**** Supplied entries ****
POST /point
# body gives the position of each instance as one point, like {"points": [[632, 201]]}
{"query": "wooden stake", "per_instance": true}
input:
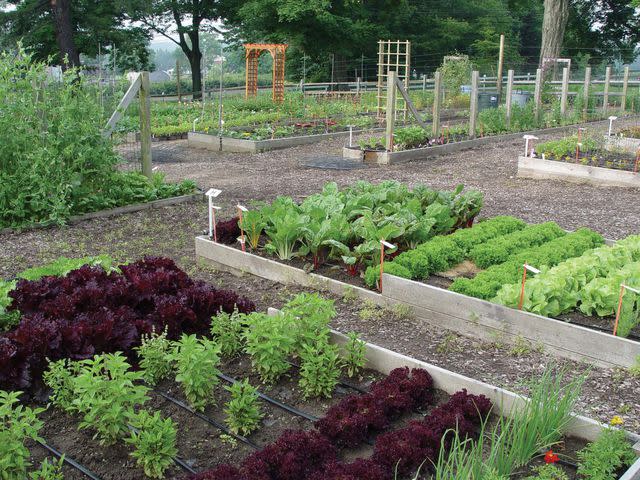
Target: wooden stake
{"points": [[585, 93], [508, 101], [391, 108], [473, 106], [625, 86], [500, 66], [145, 125], [605, 97], [615, 325], [537, 94], [524, 280], [565, 91], [437, 99]]}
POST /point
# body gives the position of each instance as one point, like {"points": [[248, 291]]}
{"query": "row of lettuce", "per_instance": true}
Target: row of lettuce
{"points": [[347, 225], [577, 271]]}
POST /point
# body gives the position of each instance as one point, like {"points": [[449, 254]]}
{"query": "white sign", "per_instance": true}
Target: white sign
{"points": [[531, 269]]}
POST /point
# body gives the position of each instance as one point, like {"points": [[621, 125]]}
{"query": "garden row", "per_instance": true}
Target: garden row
{"points": [[328, 227], [109, 396], [72, 168]]}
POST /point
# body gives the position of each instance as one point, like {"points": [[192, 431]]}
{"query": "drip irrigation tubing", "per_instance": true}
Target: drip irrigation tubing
{"points": [[273, 401], [340, 382], [85, 471], [182, 464], [210, 421]]}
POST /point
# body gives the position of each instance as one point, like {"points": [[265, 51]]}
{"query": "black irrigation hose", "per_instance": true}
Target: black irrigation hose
{"points": [[69, 460], [273, 401], [340, 382], [210, 421], [176, 460]]}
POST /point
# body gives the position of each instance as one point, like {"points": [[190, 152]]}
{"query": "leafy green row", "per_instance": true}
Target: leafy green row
{"points": [[601, 295], [348, 224], [486, 284], [443, 252], [499, 249], [559, 289]]}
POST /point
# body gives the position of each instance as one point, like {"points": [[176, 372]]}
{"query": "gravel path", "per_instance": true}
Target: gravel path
{"points": [[615, 212]]}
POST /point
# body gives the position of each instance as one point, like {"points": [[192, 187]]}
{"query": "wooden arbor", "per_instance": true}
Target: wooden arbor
{"points": [[252, 54]]}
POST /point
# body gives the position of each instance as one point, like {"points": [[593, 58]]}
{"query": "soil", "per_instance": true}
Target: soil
{"points": [[200, 445], [610, 160], [492, 168]]}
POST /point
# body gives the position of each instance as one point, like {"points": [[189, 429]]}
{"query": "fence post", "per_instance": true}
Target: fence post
{"points": [[437, 98], [508, 100], [178, 80], [585, 93], [145, 125], [391, 108], [605, 97], [473, 104], [625, 86], [537, 94], [565, 91], [500, 66]]}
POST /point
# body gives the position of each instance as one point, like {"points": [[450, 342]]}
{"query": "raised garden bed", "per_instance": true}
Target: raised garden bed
{"points": [[530, 167], [383, 157], [238, 145], [443, 308]]}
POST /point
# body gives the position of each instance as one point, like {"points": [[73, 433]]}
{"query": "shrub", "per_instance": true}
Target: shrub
{"points": [[72, 167]]}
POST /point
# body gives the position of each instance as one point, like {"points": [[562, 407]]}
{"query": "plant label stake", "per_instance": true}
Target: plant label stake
{"points": [[524, 280], [242, 243], [241, 222], [382, 245], [611, 119], [623, 288], [211, 194], [527, 139], [213, 215]]}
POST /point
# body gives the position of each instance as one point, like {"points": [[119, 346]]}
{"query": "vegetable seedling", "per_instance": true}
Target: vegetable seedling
{"points": [[526, 268], [211, 194], [623, 288], [528, 139]]}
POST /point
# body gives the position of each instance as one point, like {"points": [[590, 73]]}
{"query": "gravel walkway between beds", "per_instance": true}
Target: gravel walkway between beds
{"points": [[615, 212]]}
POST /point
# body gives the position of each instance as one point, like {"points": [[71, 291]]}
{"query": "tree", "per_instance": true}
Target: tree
{"points": [[187, 19], [63, 28], [556, 16]]}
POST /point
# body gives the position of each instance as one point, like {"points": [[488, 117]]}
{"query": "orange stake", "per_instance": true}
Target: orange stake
{"points": [[524, 279], [381, 264], [615, 325]]}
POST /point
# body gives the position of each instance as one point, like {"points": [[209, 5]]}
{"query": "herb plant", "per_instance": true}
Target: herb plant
{"points": [[354, 358], [154, 359], [17, 425], [196, 363], [269, 340], [154, 440], [243, 410], [320, 370], [602, 459]]}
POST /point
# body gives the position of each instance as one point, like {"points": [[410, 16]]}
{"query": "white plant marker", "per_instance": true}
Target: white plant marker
{"points": [[527, 139], [611, 119], [211, 194], [383, 244]]}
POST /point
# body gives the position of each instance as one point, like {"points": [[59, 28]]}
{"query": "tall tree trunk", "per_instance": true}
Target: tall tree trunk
{"points": [[195, 60], [61, 10], [556, 15]]}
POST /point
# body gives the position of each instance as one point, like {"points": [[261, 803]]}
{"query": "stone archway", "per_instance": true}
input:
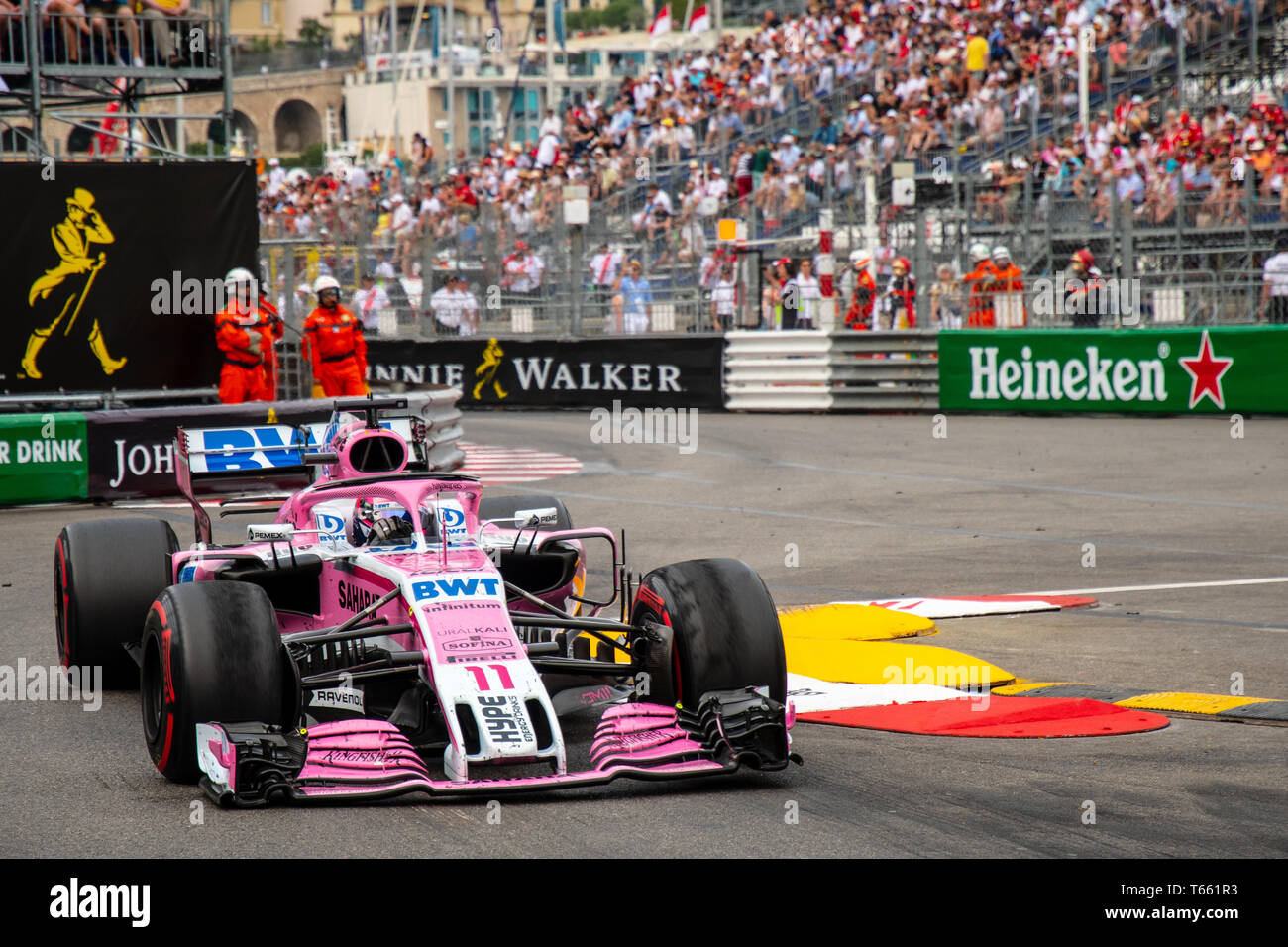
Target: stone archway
{"points": [[296, 125]]}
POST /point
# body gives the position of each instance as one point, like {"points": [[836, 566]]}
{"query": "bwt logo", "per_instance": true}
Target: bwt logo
{"points": [[274, 450], [456, 587], [330, 527], [452, 519], [1100, 296]]}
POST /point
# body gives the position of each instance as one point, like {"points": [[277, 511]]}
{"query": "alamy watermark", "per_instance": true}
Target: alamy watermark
{"points": [[53, 684], [175, 295], [652, 425]]}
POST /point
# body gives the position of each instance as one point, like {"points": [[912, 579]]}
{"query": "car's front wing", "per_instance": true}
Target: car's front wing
{"points": [[254, 764]]}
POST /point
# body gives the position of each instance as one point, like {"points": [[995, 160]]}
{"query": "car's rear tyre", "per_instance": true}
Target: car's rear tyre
{"points": [[500, 506], [106, 575], [211, 652], [724, 633]]}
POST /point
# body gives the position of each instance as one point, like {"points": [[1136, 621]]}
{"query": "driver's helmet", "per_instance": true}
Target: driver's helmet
{"points": [[368, 510]]}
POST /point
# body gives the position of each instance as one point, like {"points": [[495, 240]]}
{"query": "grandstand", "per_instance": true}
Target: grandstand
{"points": [[1021, 124]]}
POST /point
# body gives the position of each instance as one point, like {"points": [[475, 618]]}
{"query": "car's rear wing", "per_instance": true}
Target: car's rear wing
{"points": [[254, 455]]}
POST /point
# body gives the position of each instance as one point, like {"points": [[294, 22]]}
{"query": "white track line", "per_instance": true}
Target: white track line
{"points": [[1160, 587]]}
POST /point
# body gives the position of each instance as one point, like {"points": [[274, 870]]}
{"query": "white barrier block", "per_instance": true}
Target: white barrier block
{"points": [[520, 318], [1170, 304], [1009, 309], [386, 322]]}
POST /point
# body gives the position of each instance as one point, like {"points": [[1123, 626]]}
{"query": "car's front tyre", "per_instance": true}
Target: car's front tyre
{"points": [[211, 652]]}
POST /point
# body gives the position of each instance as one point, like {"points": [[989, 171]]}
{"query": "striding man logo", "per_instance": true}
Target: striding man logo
{"points": [[60, 292], [488, 368]]}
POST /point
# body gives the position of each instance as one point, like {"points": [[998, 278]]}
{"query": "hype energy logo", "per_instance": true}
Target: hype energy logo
{"points": [[1166, 371]]}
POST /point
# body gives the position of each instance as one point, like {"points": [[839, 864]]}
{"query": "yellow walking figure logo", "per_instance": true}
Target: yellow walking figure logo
{"points": [[488, 368], [60, 292]]}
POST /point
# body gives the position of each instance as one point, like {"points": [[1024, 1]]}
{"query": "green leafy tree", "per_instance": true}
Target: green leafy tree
{"points": [[312, 33]]}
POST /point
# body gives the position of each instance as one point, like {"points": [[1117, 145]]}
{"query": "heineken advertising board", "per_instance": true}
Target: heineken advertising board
{"points": [[1218, 369]]}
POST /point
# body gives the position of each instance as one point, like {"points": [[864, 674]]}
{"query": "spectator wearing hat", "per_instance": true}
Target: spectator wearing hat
{"points": [[724, 299], [632, 299], [368, 303], [807, 292], [1274, 291], [947, 299], [604, 266], [522, 272], [789, 300]]}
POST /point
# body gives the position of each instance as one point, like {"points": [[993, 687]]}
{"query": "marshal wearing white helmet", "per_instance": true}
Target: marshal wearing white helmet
{"points": [[240, 341], [334, 343], [979, 300]]}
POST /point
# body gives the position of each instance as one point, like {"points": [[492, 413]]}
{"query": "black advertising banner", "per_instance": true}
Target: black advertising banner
{"points": [[111, 270], [638, 371]]}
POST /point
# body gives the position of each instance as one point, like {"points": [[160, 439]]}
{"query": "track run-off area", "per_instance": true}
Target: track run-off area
{"points": [[1173, 526]]}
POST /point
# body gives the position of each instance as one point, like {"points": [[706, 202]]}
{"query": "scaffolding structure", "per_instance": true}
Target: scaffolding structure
{"points": [[94, 72]]}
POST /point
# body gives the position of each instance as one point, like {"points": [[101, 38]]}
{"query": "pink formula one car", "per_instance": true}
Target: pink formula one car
****
* [Stated task]: How many lines in the records above contain the word "tall"? Reply with the number alone.

* [Answer in full]: 2